_QUOTED TEXT_.
---*---

Today's the day. The flight to Warsaw leaves at 11:25 p.m., and then it's under way. One way I can tell this is not really a vacation is that I have butterflies, just like before a hearing in court. There are some reasons for that.
First, our research has been productive, but unsettling. Most of what we thought we knew about my grandparents' origins has been called into question.
My grandfather was supposed to be from Czyzewo (now called Czyzew-Osada), but now it seems his family lived mostly in Wollomin and Lodz. So we're going there, too. My grandmother's family was from cosmopolitan Odessa. She always said so. We KNEW it. Now it seems they came from a tiny village 200 kilometers to the east, the Ukrainian equivalent of Nowhere (and it seems that in Ukraine, Nowhere is really far from Anywhere You Want To Be). And the village was founded by Dutch Mennonites.
So things keep changing. This is the least organized trip I have taken since 1970, I drove across the country with Rich Zweig and Bob Aldrich. Actually, that trip was better organized than this one. We're spending the first five days in Warsaw, taking some side trips to places connected to my grandfather's family. Then, 25 days later, we'll fly home from Odessa. In between? Well, you can see the map. That's still roughly what we think we'll be doing. But it keeps changing.
How many concentration camp sites do we need to see? How long do we want to stay in Krakow, or Budapest? And will this aging corpus hold out through all of the cycling? A lot of my butterflies, I think, are anxiety over the physical challenge of the trip.

---*---

_RECORDED INFORMATION_.
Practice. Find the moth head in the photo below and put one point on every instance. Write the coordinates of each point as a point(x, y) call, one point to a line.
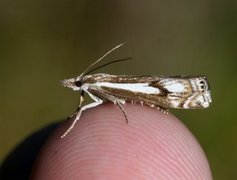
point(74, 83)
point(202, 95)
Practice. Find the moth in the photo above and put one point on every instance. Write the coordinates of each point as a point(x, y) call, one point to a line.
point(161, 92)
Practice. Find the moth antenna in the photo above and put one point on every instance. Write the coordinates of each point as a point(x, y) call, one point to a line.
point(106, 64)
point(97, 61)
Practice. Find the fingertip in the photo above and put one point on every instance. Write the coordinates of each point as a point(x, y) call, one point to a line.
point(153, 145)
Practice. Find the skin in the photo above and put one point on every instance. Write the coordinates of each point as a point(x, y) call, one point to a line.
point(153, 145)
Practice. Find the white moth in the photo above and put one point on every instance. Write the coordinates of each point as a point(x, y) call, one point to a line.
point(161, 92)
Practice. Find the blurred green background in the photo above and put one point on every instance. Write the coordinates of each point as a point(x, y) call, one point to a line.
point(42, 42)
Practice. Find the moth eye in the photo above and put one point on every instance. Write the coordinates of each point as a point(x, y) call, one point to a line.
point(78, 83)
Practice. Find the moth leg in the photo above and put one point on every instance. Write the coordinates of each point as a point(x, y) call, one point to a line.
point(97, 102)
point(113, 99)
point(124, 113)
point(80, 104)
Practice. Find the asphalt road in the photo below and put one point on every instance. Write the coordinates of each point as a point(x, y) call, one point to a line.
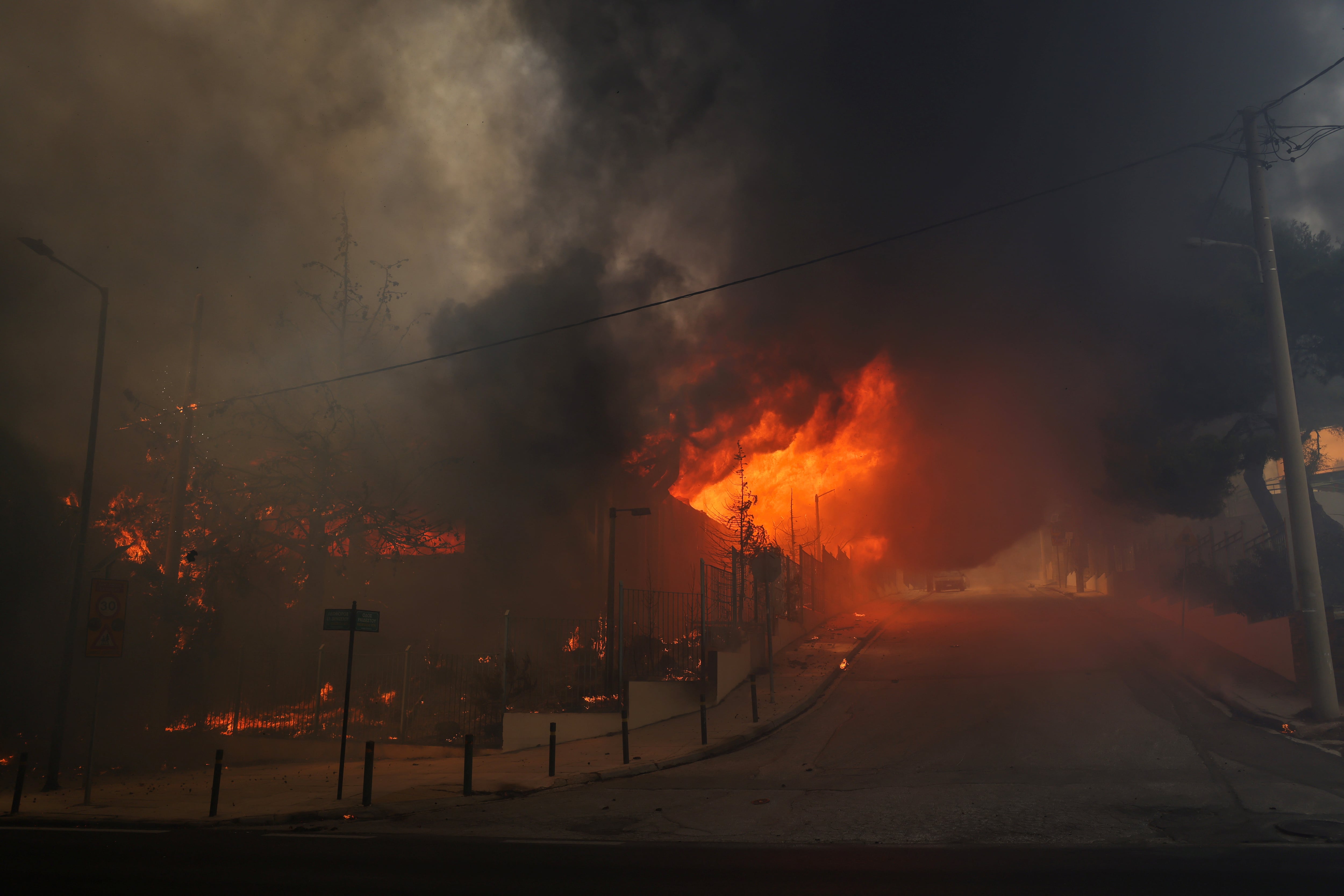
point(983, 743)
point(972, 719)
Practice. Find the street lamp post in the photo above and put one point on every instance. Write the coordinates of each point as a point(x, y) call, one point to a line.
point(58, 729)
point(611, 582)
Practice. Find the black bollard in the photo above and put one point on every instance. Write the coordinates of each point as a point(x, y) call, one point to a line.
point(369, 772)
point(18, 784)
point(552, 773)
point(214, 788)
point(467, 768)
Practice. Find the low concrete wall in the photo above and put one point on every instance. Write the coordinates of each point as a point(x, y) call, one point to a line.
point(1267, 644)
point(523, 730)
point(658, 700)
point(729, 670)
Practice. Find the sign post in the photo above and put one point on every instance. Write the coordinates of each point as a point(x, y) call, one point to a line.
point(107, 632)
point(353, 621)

---*---

_TASK DIRECTIONS_.
Which towns and cities does the trip post name?

_EXPECTED OUTPUT_.
- Warsaw
- Czyzewo (now called Czyzew-Osada)
- Wollomin
- Lodz
- Odessa
- Krakow
- Budapest